EXTRACTED TEXT:
A brief introduction
I have been programming since 2012, primarily in PHP, Javascript, MySQL. I did an internship and worked full-time for a year or so as a Business Intelligence consultant in India and figured out that it wasn’t for me.
I got back to development, worked remotely for a year as a Software Engineer for MODLR — where I learned a lot. When an opportunity came to move to Berlin as a Backend Developer, I took it (required only English for the job). In April 2021, I decided to look for a new challenge in Berlin.
Interviewing Numbers
The numbers above are over three weeks. In 2018, it was difficult to get a call back for interviews. Either the resume got filtered out, or companies did not want to assist with relocation and visa sponsorship.
In 2021, all the companies that I applied were remote friendly, required only English and no German, as is the case for most tech roles in Berlin.
Usual Tech Interview Process for full-time software jobs in Germany
- Send an application
- Screening call with a Recruiter (sometimes a small automated code challenge, but I didn’t receive any)

GIVEN MATERIAL:
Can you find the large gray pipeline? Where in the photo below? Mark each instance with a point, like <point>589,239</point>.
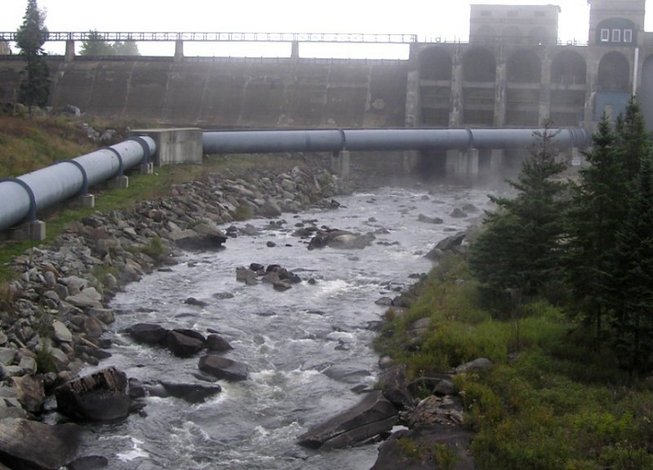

TASKS TO CARRY OUT:
A – In the article on tech interviews in Berlin, restate the paragraph beginning "I got back to development" as a short bulleted list that keeps its main facts.
B – Reproduce the article on tech interviews in Berlin word for word from "I got back to" to "roles in Berlin.".
C – According to the article on tech interviews in Berlin, which language were the companies the writer applied to in 2021 not requiring?

ANSWERS BELOW:
A –
- Returned to development and worked remotely for a year as a Software Engineer for MODLR, learning a lot there.
- Took an opportunity to move to Berlin as a Backend Developer, a job that required only English.
- In April 2021, decided to look for a new challenge in Berlin.

B –
I got back to development, worked remotely for a year as a Software Engineer for MODLR — where I learned a lot. When an opportunity came to move to Berlin as a Backend Developer, I took it (required only English for the job). In April 2021, I decided to look for a new challenge in Berlin.
Interviewing Numbers
The numbers above are over three weeks. In 2018, it was difficult to get a call back for interviews. Either the resume got filtered out, or companies did not want to assist with relocation and visa sponsorship.
In 2021, all the companies that I applied were remote friendly, required only English and no German, as is the case for most tech roles in Berlin.

C – German.